YOUR GOAL → Copying exactly, give the lines in the material below from the one with "Each <instance> block" to the one with "221L444 198L393 199L323", ends included, and nothing besides.
──────── RECORDS FOR THIS TASK ────────
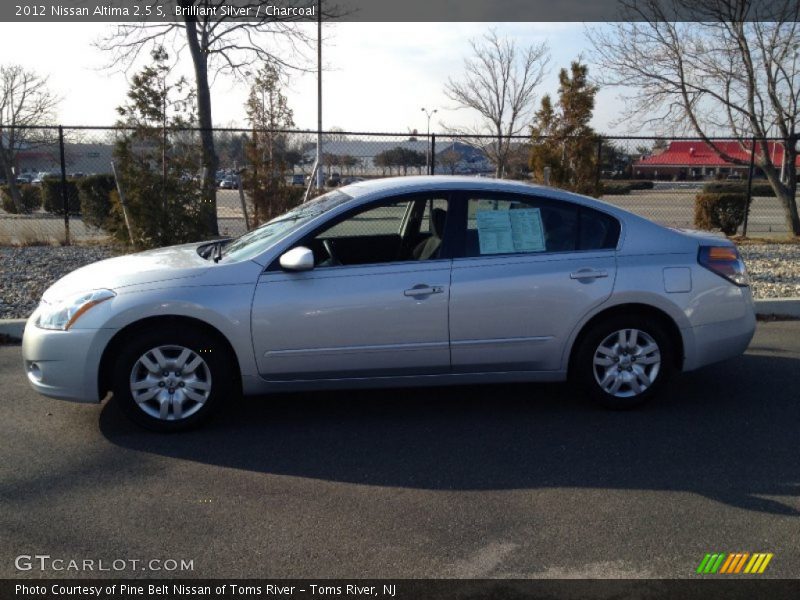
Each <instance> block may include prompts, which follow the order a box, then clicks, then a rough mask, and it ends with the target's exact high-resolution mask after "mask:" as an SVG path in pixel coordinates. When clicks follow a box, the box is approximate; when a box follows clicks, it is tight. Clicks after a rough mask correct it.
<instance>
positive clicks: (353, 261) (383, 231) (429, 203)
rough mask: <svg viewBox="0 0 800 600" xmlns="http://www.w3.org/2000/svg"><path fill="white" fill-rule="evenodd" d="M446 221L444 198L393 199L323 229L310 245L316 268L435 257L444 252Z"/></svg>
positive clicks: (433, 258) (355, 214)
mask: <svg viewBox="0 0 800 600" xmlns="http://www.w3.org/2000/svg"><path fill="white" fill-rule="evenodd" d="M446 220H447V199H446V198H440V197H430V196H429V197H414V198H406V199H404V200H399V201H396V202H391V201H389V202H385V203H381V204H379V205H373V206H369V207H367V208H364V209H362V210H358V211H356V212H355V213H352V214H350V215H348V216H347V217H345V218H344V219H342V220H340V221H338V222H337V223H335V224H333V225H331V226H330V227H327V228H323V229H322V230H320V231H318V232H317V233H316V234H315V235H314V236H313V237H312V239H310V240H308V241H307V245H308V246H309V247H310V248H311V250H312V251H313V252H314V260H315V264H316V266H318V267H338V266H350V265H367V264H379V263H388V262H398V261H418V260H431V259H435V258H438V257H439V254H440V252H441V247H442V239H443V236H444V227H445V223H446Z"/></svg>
────────
──────── RECORDS FOR THIS TASK ────────
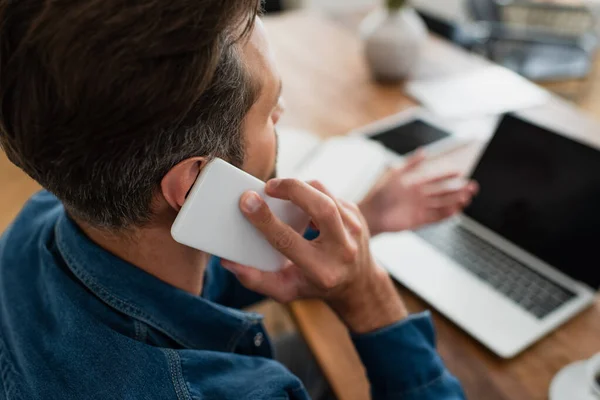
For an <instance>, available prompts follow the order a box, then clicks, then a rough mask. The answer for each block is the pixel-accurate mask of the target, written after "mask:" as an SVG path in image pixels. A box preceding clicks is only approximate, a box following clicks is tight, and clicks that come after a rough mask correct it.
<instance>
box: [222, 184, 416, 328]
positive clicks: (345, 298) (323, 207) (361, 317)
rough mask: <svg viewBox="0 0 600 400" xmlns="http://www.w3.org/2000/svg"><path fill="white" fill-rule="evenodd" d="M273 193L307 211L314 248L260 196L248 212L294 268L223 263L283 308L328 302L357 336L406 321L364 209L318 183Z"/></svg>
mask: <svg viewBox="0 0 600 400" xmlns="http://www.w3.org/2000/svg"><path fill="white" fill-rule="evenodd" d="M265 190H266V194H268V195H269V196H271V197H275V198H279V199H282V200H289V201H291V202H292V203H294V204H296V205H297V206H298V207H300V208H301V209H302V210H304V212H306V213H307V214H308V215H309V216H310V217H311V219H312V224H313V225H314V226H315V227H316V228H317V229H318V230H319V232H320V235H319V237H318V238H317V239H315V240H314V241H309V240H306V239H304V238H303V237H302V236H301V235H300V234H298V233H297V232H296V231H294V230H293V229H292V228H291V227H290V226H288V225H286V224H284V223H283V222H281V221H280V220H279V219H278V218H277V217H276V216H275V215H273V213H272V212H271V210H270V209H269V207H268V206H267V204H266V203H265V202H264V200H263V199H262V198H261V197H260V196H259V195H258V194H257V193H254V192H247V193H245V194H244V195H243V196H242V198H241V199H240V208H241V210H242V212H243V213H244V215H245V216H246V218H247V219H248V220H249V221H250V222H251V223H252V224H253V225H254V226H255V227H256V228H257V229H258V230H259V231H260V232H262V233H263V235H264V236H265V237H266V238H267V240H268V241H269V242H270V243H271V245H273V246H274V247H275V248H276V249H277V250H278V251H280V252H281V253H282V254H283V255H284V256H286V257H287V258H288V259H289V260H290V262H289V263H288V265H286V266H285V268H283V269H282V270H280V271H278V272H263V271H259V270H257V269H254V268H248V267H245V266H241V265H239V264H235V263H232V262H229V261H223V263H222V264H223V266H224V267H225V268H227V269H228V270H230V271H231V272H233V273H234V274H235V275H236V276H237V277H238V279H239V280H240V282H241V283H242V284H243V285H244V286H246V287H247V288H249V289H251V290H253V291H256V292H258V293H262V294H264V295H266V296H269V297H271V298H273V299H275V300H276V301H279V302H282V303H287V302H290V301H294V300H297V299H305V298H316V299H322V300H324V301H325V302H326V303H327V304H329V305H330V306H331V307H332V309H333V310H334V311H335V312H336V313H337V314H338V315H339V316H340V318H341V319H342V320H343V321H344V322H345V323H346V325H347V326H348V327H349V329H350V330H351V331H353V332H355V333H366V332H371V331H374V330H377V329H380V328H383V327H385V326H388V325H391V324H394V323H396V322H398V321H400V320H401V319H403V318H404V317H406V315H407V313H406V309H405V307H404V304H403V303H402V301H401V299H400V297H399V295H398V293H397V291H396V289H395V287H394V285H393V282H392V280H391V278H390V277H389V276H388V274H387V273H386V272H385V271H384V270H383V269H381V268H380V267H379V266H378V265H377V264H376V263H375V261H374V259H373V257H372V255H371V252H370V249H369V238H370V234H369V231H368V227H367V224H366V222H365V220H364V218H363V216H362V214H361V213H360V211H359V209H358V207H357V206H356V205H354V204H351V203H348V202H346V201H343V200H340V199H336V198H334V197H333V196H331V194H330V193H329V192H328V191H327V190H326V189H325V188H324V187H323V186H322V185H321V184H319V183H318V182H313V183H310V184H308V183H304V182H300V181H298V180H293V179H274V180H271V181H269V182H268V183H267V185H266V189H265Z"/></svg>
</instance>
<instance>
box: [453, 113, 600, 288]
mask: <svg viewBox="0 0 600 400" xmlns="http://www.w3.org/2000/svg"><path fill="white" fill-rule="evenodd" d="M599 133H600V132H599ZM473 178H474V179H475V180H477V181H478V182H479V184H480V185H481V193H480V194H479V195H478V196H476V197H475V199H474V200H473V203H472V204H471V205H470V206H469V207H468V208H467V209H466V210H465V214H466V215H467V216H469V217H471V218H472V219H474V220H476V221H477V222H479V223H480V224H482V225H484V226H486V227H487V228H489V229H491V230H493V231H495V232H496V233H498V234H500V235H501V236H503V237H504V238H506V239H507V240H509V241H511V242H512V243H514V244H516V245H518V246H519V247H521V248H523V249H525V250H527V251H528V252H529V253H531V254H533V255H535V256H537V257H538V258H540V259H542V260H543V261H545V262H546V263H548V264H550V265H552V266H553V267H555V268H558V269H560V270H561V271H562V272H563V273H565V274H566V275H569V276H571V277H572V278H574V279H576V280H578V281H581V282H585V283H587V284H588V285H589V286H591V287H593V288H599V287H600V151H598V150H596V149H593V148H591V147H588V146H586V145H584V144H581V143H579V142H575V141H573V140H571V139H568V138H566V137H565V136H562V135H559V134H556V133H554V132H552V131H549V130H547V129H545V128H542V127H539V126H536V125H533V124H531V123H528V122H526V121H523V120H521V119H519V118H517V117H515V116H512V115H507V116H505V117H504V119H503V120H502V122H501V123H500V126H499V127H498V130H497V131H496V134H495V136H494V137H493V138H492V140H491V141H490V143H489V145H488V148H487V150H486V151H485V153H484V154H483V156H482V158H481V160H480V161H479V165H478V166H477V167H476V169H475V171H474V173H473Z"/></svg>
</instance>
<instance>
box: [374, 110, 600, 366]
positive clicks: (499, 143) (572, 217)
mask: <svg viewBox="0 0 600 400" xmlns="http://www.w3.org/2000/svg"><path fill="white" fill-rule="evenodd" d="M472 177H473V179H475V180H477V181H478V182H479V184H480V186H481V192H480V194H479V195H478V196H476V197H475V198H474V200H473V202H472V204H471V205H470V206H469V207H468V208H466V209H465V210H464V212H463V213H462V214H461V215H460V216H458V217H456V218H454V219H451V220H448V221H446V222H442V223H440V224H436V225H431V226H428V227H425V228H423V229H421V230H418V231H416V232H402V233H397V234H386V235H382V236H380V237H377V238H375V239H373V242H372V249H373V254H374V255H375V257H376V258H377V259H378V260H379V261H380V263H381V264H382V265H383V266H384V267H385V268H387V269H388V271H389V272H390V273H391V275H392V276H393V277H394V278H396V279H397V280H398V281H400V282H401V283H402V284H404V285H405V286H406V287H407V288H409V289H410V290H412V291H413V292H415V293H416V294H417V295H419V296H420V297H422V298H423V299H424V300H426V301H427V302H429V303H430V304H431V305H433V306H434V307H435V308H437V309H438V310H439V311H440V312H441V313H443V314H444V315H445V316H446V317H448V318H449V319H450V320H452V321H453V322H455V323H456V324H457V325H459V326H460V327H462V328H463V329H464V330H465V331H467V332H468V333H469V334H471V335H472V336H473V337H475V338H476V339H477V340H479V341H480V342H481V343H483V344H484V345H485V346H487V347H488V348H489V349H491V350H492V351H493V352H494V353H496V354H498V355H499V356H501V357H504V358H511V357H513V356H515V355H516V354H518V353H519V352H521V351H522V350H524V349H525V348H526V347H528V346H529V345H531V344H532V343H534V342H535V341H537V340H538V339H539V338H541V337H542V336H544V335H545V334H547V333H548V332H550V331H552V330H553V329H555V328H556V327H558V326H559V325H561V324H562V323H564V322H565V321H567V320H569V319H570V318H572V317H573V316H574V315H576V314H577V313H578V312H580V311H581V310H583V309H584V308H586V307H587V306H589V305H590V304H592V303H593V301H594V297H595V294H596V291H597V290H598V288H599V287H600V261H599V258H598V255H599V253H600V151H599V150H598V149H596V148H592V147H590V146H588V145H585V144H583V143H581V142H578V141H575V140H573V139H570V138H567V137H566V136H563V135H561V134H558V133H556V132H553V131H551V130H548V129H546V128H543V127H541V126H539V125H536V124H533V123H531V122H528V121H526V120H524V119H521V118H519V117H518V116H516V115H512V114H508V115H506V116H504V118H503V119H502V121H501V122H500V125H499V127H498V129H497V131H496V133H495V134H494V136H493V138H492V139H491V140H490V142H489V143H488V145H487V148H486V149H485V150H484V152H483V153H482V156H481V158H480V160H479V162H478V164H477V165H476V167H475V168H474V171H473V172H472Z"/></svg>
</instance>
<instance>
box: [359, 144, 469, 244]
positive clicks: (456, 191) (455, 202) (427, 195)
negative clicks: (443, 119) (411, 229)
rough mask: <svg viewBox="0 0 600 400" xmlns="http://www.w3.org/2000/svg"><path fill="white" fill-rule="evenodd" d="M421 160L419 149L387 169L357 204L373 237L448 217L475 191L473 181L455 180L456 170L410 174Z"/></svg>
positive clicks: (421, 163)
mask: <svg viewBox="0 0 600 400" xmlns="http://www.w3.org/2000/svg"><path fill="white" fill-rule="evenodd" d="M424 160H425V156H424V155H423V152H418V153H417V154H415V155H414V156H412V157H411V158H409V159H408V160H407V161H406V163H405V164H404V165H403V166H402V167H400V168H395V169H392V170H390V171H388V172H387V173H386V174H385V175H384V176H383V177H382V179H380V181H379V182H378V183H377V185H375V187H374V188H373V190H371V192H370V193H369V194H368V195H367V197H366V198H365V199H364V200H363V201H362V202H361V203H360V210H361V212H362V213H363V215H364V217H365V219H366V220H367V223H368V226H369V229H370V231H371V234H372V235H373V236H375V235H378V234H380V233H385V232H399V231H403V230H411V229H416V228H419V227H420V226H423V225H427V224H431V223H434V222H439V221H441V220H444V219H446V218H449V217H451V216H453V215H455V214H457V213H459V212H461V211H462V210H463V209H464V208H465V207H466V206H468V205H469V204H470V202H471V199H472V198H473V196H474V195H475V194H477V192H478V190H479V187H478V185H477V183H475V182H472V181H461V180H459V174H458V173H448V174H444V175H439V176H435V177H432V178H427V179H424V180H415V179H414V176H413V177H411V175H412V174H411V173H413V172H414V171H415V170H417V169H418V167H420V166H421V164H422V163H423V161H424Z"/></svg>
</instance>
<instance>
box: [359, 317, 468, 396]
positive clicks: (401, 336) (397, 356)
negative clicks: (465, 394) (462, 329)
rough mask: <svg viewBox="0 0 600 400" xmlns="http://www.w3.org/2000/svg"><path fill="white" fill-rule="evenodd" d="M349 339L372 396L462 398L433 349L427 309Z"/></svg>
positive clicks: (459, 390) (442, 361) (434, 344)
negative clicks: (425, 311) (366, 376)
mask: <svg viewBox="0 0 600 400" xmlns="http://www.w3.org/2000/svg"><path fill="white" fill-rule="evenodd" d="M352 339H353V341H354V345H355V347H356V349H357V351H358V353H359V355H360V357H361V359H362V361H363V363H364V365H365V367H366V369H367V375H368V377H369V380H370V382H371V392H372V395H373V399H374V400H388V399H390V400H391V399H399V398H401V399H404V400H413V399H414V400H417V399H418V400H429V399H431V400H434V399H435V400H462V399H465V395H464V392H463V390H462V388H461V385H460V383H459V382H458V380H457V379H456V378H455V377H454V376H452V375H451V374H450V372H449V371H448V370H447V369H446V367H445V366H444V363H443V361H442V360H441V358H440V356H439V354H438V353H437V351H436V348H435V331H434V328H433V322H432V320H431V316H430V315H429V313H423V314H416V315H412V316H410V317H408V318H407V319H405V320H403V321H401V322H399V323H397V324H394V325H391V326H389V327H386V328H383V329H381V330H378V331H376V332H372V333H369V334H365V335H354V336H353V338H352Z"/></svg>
────────
──────── RECORDS FOR THIS TASK ────────
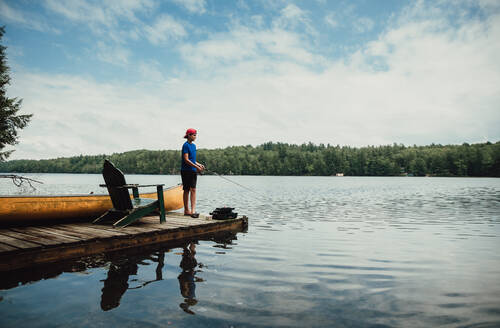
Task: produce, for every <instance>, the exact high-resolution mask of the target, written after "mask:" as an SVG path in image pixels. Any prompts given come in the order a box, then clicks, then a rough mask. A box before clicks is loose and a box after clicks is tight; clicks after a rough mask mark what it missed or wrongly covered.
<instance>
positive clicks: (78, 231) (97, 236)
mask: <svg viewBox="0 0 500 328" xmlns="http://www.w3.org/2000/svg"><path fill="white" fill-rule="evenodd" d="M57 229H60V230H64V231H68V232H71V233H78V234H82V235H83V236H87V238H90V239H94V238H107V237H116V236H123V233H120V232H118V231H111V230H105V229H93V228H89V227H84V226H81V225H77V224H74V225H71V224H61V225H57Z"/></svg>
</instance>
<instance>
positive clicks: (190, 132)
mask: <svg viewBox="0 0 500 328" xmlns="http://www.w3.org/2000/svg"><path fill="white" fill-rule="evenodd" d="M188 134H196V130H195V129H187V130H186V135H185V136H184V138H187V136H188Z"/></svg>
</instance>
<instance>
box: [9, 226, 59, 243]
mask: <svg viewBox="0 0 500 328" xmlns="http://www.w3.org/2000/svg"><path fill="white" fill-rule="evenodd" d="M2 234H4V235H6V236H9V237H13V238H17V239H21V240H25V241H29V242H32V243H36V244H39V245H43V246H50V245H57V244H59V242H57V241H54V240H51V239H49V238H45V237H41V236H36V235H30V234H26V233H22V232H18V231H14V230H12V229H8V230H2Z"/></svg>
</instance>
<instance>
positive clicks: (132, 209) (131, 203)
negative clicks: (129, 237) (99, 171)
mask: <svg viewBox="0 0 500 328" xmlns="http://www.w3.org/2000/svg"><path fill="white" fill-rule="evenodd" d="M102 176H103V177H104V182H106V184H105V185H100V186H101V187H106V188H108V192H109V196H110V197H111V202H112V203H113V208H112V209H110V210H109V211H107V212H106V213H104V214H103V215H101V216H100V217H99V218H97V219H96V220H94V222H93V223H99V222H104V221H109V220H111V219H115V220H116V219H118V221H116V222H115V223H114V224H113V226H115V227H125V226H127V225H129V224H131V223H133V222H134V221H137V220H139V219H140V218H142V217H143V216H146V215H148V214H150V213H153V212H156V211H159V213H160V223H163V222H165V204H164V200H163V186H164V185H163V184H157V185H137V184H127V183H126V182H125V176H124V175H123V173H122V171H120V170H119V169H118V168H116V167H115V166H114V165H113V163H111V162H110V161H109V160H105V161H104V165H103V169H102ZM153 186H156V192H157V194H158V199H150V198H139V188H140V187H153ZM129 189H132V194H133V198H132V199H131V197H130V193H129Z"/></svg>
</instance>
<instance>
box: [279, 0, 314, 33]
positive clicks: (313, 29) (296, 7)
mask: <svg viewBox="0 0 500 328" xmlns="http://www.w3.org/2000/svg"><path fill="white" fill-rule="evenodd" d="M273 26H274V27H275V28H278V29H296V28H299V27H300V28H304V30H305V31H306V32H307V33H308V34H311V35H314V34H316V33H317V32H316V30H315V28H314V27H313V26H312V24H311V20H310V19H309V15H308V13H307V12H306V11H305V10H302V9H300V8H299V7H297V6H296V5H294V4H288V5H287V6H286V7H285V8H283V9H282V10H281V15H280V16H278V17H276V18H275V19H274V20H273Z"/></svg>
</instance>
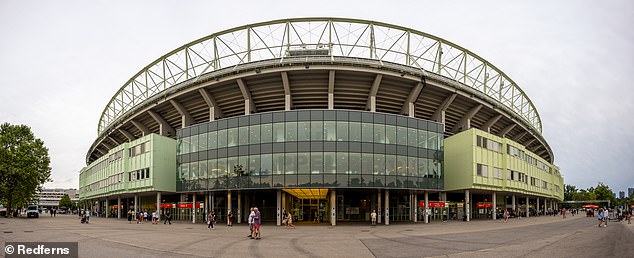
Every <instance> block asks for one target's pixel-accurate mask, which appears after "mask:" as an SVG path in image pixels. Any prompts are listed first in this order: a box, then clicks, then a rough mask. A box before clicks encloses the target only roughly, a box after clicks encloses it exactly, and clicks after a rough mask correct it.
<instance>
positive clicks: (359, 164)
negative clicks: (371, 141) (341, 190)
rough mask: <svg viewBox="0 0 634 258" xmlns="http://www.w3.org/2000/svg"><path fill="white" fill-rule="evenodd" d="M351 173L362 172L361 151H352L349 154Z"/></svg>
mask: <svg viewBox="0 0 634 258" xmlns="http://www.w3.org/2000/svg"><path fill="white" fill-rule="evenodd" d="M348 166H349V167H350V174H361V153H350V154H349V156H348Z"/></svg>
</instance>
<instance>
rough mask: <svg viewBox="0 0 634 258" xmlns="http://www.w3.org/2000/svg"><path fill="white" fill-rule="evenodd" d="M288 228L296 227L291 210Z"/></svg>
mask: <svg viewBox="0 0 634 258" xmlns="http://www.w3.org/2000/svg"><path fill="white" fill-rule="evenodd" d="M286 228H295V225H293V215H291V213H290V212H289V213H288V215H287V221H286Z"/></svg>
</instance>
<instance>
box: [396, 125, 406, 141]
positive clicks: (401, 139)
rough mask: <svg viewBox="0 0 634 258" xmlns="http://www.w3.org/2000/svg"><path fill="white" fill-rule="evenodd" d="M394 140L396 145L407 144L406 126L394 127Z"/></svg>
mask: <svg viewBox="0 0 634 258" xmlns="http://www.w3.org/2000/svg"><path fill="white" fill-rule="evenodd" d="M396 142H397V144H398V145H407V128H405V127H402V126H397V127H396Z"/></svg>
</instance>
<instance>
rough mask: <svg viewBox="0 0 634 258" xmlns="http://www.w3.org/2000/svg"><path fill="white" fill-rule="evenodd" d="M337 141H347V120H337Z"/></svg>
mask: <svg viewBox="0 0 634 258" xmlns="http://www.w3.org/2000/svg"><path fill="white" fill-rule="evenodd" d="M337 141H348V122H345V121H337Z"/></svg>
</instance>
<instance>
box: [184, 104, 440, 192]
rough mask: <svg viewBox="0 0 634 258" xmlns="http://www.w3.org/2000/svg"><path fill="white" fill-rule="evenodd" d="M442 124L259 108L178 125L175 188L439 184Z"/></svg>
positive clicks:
────────
TASK SOLUTION →
Each <instance> block may include prompts, which follow the order a box, then clicks, then a rough mask, and it ends with the target's exact high-resolution mask after "mask:" as an SVG path in pixel coordinates. When clicks follow a box, the box is approximate; when a box follows clicks, it is tight. Clicks after a rough mask correct it.
<instance>
positive clicks: (353, 261) (383, 231) (429, 203)
rough mask: <svg viewBox="0 0 800 600" xmlns="http://www.w3.org/2000/svg"><path fill="white" fill-rule="evenodd" d="M446 221L444 198L393 199L323 229L310 245L316 268L435 257L444 252Z"/></svg>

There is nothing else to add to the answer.